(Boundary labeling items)
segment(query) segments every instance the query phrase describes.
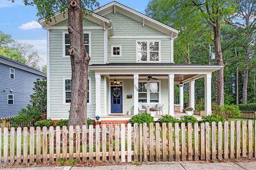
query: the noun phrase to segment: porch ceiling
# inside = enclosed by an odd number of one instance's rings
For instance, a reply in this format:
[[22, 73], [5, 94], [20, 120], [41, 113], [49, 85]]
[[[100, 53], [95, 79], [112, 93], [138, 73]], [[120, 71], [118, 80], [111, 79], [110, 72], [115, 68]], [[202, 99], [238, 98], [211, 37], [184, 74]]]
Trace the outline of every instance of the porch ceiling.
[[[146, 79], [149, 74], [139, 74], [139, 79]], [[153, 77], [156, 78], [168, 78], [168, 74], [150, 74]], [[195, 77], [198, 74], [174, 74], [174, 82], [186, 81], [188, 80], [191, 79], [192, 78]], [[114, 78], [115, 77], [133, 77], [133, 74], [109, 74], [110, 78]]]

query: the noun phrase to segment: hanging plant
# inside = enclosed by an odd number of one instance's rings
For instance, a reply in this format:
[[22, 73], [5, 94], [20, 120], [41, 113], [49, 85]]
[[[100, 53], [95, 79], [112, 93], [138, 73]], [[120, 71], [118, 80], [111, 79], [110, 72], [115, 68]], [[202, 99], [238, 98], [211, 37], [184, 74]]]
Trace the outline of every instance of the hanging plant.
[[120, 97], [120, 89], [113, 89], [113, 96], [116, 98]]

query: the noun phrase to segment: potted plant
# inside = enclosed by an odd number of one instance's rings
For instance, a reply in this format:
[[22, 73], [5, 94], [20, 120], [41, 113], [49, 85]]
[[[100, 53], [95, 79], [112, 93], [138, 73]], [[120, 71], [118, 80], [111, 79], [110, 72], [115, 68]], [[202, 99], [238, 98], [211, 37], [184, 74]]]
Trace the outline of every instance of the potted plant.
[[191, 116], [193, 114], [194, 108], [191, 107], [187, 107], [185, 108], [187, 116]]
[[150, 111], [150, 115], [151, 116], [155, 117], [156, 114], [156, 108], [155, 107], [151, 107], [149, 108]]

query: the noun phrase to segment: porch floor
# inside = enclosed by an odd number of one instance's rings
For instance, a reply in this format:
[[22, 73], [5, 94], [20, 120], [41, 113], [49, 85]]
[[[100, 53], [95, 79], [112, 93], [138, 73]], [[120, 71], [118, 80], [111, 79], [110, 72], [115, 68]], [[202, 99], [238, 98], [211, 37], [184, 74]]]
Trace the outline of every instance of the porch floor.
[[[174, 114], [174, 117], [180, 119], [181, 117], [183, 116], [185, 116], [186, 113], [175, 113]], [[107, 121], [107, 120], [122, 120], [122, 121], [125, 121], [125, 120], [129, 120], [133, 116], [133, 115], [109, 115], [109, 116], [101, 116], [100, 117], [100, 120], [101, 121]], [[193, 115], [193, 116], [195, 117], [197, 120], [198, 121], [201, 121], [202, 120], [202, 116], [199, 115]], [[159, 118], [162, 117], [162, 115], [156, 115], [154, 117], [154, 120], [155, 121], [157, 121], [157, 120]]]

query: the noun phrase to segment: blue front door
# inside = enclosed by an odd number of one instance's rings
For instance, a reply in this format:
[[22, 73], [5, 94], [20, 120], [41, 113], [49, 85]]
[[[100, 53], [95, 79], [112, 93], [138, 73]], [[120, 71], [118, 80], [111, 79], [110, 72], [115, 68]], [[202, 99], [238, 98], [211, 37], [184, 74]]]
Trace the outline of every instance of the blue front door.
[[123, 87], [111, 87], [111, 113], [123, 113]]

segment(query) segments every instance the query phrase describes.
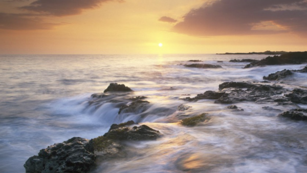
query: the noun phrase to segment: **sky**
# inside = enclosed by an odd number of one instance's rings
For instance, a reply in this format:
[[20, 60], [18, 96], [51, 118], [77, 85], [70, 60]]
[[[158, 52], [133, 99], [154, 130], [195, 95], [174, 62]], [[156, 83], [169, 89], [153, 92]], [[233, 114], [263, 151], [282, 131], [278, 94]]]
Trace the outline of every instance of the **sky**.
[[307, 51], [306, 0], [0, 0], [2, 54], [268, 50]]

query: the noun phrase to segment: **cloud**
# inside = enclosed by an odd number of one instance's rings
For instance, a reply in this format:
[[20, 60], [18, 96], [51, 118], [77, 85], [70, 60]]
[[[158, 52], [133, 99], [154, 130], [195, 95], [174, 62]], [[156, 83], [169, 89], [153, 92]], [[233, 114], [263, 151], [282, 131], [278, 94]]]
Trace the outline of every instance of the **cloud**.
[[169, 23], [174, 23], [177, 22], [177, 20], [167, 16], [161, 17], [159, 19], [159, 21], [168, 22]]
[[[307, 33], [306, 0], [215, 0], [192, 9], [172, 31], [190, 35]], [[270, 23], [274, 27], [259, 28]], [[257, 27], [255, 27], [257, 26]]]
[[123, 2], [123, 0], [37, 0], [20, 9], [40, 14], [57, 16], [77, 15], [84, 10], [97, 8], [109, 1]]
[[13, 30], [48, 30], [59, 24], [44, 23], [35, 15], [29, 14], [0, 13], [0, 29]]

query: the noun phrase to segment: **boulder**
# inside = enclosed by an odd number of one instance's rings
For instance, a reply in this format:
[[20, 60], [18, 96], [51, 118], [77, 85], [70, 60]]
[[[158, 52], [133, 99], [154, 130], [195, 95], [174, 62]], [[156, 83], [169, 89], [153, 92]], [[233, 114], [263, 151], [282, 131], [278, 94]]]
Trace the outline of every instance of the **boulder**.
[[129, 87], [125, 86], [123, 84], [117, 84], [117, 83], [111, 83], [107, 88], [103, 91], [103, 93], [108, 92], [128, 92], [133, 91]]
[[192, 63], [191, 64], [185, 64], [184, 67], [188, 68], [202, 68], [202, 69], [217, 69], [222, 68], [220, 65], [213, 65], [208, 63]]
[[294, 120], [307, 121], [307, 110], [293, 109], [278, 115], [278, 116], [287, 117]]

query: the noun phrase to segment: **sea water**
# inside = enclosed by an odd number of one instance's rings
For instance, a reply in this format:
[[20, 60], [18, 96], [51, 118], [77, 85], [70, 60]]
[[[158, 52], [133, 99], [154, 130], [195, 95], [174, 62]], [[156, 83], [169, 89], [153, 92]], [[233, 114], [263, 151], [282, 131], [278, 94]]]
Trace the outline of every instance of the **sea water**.
[[[233, 59], [267, 55], [0, 55], [0, 172], [24, 172], [23, 164], [40, 149], [73, 137], [92, 139], [113, 123], [130, 120], [159, 130], [156, 141], [128, 142], [126, 158], [99, 163], [95, 172], [306, 172], [307, 123], [277, 117], [305, 105], [243, 102], [244, 111], [213, 100], [188, 102], [227, 81], [260, 82], [262, 77], [305, 64], [250, 69]], [[187, 68], [195, 62], [221, 69]], [[223, 61], [217, 62], [217, 61]], [[198, 62], [199, 63], [199, 62]], [[307, 86], [307, 75], [296, 73], [278, 83], [292, 89]], [[124, 84], [150, 102], [145, 112], [118, 114], [115, 103], [89, 104], [91, 95], [110, 83]], [[181, 104], [191, 106], [179, 111]], [[280, 111], [267, 111], [264, 106]], [[210, 120], [194, 127], [183, 117], [207, 113]]]

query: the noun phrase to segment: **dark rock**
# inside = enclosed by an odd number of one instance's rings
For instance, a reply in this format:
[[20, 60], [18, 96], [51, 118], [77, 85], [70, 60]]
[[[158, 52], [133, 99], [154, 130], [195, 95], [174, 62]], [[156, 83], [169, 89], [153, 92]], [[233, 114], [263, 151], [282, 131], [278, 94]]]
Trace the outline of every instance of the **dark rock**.
[[139, 141], [143, 140], [154, 140], [160, 137], [161, 134], [158, 131], [152, 129], [146, 125], [139, 127], [135, 126], [132, 128], [119, 126], [111, 129], [103, 136], [113, 140], [128, 140]]
[[222, 68], [220, 65], [213, 65], [208, 63], [193, 63], [191, 64], [185, 64], [185, 67], [189, 68], [202, 68], [202, 69], [217, 69]]
[[95, 165], [95, 155], [89, 140], [74, 137], [40, 150], [24, 166], [27, 173], [89, 172]]
[[289, 70], [283, 70], [281, 71], [278, 71], [275, 73], [272, 73], [268, 76], [264, 76], [264, 79], [270, 80], [278, 80], [284, 78], [288, 76], [293, 74], [293, 72]]
[[259, 61], [259, 60], [252, 59], [231, 59], [229, 61], [229, 62], [257, 62]]
[[274, 109], [272, 107], [269, 107], [269, 106], [265, 106], [265, 107], [262, 107], [262, 109], [263, 109], [265, 110], [267, 110], [267, 111], [281, 111], [281, 110], [278, 109]]
[[180, 124], [189, 126], [195, 126], [197, 124], [204, 122], [209, 119], [207, 117], [207, 114], [202, 114], [192, 117], [183, 119]]
[[285, 94], [284, 96], [297, 104], [307, 104], [307, 90], [295, 89], [292, 93]]
[[231, 105], [230, 106], [228, 106], [227, 108], [230, 109], [238, 109], [238, 107], [235, 105]]
[[189, 62], [203, 62], [200, 60], [190, 60], [188, 61]]
[[297, 121], [307, 121], [307, 110], [293, 109], [280, 114], [278, 116], [287, 117]]
[[189, 109], [191, 107], [192, 107], [192, 106], [189, 106], [186, 105], [184, 105], [183, 104], [181, 104], [178, 106], [178, 107], [177, 108], [177, 110], [179, 111], [184, 111]]
[[133, 91], [129, 87], [125, 86], [123, 84], [117, 84], [117, 83], [111, 83], [103, 93], [108, 92], [128, 92]]
[[258, 62], [253, 62], [244, 68], [266, 65], [300, 64], [307, 62], [307, 52], [290, 52], [280, 56], [269, 56]]
[[146, 100], [137, 100], [130, 104], [130, 105], [125, 105], [120, 107], [118, 114], [121, 113], [141, 113], [145, 111], [148, 107], [149, 102]]
[[197, 101], [201, 99], [217, 99], [224, 95], [225, 92], [214, 92], [212, 91], [207, 91], [204, 94], [199, 94], [194, 98], [186, 97], [181, 99], [182, 100], [192, 101]]

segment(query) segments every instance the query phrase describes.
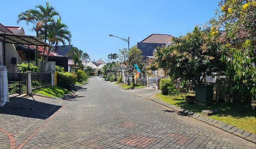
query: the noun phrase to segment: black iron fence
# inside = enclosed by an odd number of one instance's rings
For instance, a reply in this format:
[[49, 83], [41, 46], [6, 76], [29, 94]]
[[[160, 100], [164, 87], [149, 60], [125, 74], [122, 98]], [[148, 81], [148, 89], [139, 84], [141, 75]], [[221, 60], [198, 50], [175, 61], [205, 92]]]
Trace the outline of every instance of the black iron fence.
[[27, 73], [8, 73], [7, 76], [9, 94], [27, 92]]
[[32, 88], [51, 85], [50, 72], [32, 72], [31, 73]]
[[[21, 94], [27, 92], [28, 73], [18, 73], [7, 74], [9, 94]], [[50, 72], [31, 73], [32, 88], [51, 85]]]

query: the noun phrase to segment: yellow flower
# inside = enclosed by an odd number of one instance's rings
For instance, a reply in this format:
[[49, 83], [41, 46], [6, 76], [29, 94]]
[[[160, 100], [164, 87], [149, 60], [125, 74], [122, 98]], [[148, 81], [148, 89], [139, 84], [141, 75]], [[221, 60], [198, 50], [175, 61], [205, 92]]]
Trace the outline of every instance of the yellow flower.
[[256, 6], [256, 1], [254, 1], [252, 2], [252, 4], [255, 6]]
[[232, 12], [232, 9], [231, 7], [229, 8], [228, 9], [228, 11], [229, 13]]
[[225, 10], [225, 7], [224, 7], [224, 5], [221, 6], [220, 7], [220, 9], [222, 10], [223, 11], [224, 11]]
[[246, 10], [249, 6], [249, 4], [248, 3], [245, 3], [243, 5], [243, 9], [245, 10]]
[[214, 30], [215, 30], [215, 28], [214, 28], [214, 27], [213, 26], [212, 27], [212, 28], [211, 28], [211, 31], [213, 31]]

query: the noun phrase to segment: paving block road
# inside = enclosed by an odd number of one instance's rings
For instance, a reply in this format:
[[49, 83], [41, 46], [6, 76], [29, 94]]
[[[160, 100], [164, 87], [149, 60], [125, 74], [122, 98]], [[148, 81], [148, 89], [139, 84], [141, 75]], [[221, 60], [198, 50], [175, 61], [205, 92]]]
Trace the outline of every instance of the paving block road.
[[17, 99], [26, 104], [0, 109], [0, 148], [255, 148], [146, 99], [159, 92], [125, 90], [95, 77], [70, 100]]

> _EXERCISE BRIEF_
Rewrite the lines starting at the one that has "query: the noun phrase to segment: yellow" and stopping after the one that has "31], [213, 31]]", with "yellow flower" changed to "golden blossom" and nothing else altered.

> _REPLY TO THE TASK_
query: the noun phrase to segment: golden blossom
# inside = enclosed by an odd number of one instance's rings
For instance, a reply in this format:
[[49, 83], [41, 46], [6, 76], [29, 94]]
[[[160, 100], [164, 87], [149, 60], [125, 74], [122, 98]], [[148, 81], [148, 89], [139, 84], [141, 75]], [[221, 60], [198, 50], [175, 61], [205, 92]]]
Trace the outline of every instance of the golden blossom.
[[256, 6], [256, 1], [254, 1], [252, 2], [252, 4], [255, 6]]
[[232, 12], [232, 9], [231, 7], [229, 8], [228, 9], [228, 11], [229, 13]]
[[225, 10], [225, 7], [224, 7], [224, 5], [221, 6], [220, 7], [220, 9], [222, 10], [223, 11], [224, 11]]
[[246, 10], [249, 6], [249, 4], [248, 3], [245, 3], [243, 5], [243, 9], [245, 10]]
[[214, 30], [215, 30], [215, 28], [214, 28], [214, 27], [213, 26], [212, 27], [212, 28], [211, 28], [211, 31], [213, 31]]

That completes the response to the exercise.